(Records of labeled points)
"""

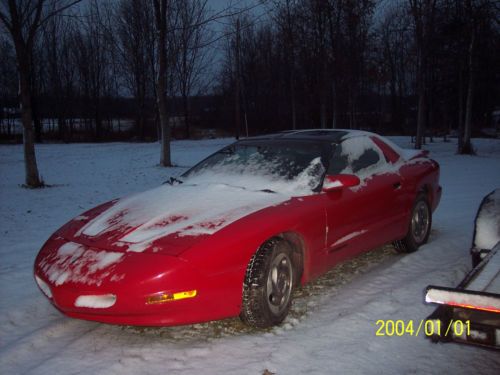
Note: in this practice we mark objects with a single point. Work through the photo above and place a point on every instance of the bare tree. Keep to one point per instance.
(22, 19)
(136, 51)
(161, 22)
(423, 12)
(192, 59)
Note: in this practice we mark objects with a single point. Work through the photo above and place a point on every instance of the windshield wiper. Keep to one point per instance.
(173, 181)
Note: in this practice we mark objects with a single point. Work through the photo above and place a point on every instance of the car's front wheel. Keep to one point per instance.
(268, 284)
(419, 227)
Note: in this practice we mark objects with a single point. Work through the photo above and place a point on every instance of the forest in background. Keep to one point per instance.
(395, 67)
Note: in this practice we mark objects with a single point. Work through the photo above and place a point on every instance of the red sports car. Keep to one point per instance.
(237, 232)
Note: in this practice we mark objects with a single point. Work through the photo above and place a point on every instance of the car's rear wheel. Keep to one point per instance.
(419, 227)
(268, 285)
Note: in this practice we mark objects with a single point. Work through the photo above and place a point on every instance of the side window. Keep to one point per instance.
(356, 155)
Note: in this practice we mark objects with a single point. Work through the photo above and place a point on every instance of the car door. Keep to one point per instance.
(359, 218)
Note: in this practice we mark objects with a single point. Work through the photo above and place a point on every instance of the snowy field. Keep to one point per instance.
(335, 334)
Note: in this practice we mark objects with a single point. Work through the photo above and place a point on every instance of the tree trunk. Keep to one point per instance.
(237, 82)
(31, 168)
(161, 86)
(185, 104)
(466, 147)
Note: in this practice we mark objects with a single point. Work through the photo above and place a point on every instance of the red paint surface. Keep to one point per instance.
(214, 265)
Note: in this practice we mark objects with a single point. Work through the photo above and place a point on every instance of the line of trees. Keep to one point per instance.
(419, 67)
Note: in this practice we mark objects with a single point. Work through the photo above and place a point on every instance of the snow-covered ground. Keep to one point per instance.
(336, 334)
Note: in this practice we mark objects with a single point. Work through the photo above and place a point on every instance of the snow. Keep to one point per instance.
(203, 204)
(335, 333)
(57, 270)
(488, 280)
(488, 222)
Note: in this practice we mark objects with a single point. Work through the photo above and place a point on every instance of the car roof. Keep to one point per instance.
(329, 135)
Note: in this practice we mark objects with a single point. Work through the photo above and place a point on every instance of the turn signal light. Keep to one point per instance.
(167, 297)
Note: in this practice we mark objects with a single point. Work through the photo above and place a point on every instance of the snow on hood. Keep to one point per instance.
(203, 204)
(76, 263)
(488, 222)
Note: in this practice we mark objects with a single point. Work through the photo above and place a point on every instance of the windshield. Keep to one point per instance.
(266, 165)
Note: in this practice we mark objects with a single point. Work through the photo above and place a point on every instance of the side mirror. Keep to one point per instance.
(339, 181)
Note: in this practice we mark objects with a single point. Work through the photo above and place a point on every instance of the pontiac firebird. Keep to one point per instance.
(236, 233)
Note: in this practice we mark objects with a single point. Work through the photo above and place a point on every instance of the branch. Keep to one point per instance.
(59, 10)
(5, 20)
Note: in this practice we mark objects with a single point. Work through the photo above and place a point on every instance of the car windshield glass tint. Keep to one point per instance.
(283, 160)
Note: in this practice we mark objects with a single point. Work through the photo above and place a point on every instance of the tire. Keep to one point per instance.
(419, 227)
(268, 285)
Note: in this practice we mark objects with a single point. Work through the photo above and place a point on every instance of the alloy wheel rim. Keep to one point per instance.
(420, 222)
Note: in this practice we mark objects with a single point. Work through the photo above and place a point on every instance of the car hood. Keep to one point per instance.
(169, 218)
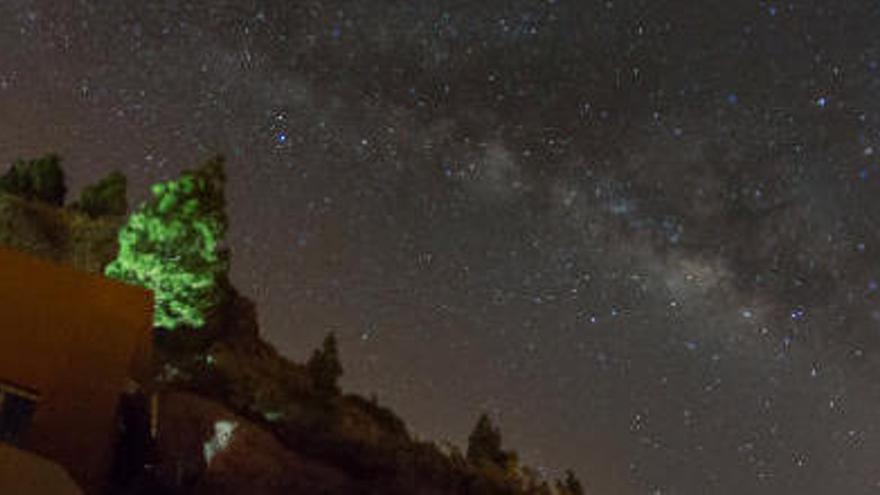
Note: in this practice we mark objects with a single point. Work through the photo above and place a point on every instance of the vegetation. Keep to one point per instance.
(107, 197)
(324, 367)
(171, 245)
(40, 179)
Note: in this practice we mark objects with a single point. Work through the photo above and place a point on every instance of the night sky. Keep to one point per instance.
(642, 234)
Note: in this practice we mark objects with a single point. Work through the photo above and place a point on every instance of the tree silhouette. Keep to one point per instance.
(569, 485)
(40, 179)
(484, 447)
(109, 196)
(171, 245)
(324, 367)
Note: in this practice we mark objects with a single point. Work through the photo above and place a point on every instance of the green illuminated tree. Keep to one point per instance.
(171, 245)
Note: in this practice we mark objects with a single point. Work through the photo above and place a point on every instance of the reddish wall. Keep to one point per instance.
(75, 338)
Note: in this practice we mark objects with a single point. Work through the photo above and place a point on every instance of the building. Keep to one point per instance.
(71, 344)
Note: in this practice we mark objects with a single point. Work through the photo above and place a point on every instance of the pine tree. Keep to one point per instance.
(171, 245)
(324, 367)
(39, 179)
(106, 197)
(484, 446)
(570, 485)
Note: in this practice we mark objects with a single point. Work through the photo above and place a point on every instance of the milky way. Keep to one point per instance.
(642, 234)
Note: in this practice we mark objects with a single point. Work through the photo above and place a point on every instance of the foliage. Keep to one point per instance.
(106, 197)
(484, 447)
(171, 245)
(324, 367)
(41, 179)
(570, 485)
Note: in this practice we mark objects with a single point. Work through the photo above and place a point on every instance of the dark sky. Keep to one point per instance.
(643, 234)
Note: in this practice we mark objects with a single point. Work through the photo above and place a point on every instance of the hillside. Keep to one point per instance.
(281, 435)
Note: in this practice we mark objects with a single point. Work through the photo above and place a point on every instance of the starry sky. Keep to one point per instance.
(642, 234)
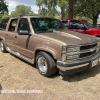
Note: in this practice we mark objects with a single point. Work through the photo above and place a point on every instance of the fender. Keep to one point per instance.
(47, 49)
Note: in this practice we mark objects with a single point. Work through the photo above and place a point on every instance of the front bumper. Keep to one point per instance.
(67, 68)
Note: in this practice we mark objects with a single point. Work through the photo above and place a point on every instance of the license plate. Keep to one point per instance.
(94, 63)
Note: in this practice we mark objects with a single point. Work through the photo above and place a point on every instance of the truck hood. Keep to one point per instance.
(70, 37)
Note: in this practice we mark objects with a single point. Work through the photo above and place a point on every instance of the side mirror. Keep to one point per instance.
(23, 32)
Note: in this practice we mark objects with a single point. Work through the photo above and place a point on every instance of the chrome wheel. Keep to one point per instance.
(42, 64)
(1, 46)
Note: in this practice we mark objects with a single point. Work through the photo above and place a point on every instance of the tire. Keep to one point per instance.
(2, 46)
(45, 64)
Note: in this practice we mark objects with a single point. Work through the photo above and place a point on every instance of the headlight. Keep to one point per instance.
(72, 57)
(66, 50)
(73, 49)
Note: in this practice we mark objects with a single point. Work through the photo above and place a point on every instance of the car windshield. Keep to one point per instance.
(42, 25)
(87, 24)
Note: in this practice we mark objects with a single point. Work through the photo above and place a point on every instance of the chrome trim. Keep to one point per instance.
(82, 51)
(83, 44)
(73, 67)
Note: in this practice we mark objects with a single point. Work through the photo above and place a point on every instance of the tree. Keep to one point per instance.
(3, 6)
(88, 8)
(5, 16)
(24, 10)
(50, 13)
(14, 13)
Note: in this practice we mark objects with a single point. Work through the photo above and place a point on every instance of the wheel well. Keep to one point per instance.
(37, 51)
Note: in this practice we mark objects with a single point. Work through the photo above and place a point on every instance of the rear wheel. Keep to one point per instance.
(45, 64)
(2, 46)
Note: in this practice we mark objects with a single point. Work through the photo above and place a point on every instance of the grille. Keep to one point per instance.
(87, 54)
(88, 46)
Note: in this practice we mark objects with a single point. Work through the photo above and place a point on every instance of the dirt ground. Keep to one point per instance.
(16, 74)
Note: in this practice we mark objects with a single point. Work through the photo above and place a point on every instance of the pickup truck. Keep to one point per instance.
(48, 44)
(81, 26)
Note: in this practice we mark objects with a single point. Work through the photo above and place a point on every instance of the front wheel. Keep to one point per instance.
(2, 46)
(45, 64)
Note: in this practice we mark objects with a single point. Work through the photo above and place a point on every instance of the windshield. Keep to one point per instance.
(41, 25)
(88, 24)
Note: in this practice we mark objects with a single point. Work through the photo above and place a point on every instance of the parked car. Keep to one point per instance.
(81, 26)
(47, 42)
(98, 25)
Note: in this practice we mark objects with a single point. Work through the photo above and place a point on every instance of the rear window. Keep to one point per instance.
(3, 24)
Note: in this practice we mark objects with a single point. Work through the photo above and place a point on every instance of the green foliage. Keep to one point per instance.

"""

**Objective**. Rewrite the lines from the one containing "grille. Keep to one point per instance." through the end of the records, inclusive, swapping every "practice" for "exercise" and leaving all else unchanged. Return only those lines.

**Problem solution**.
Note: in this exercise we mark objects with a single point. Work through the photo above and place a point on every instance of the grille. Keep to one point per instance.
(87, 54)
(88, 46)
Note: in this exercise we mark objects with a single point. Work through the photo above and place a point on every instance of the dirt ground. Keep to one point per instance.
(16, 74)
Note: in this exercise we mark objects with a single point. Work through the photo above and place a point on every instance of the pickup truck. Keep to one point per instance.
(48, 44)
(81, 26)
Note: in this exercise we mark objects with a single point. Work through the photo above and place a point on every instance of the front wheel. Keep to one point per instance.
(2, 46)
(45, 64)
Note: in this exercise we mark objects with a single point. Work through the photo above and place a point on every instance of the windshield. Keep to one point per instance.
(41, 25)
(88, 24)
Note: in this exercise we mark objects with a single point. Work through the photo above and place a point on every instance of the parked car. Keep to one point per instance.
(81, 26)
(47, 42)
(98, 25)
Note: in this exercise we mark objects with a single point. Work through the photo above and place a point on every instance of the rear window. Keep to one point per instance.
(3, 24)
Note: in this exercise we mark objects with a single point. Work through the photo above and place a point on every instance of the green foliage. Keep to one point per instance.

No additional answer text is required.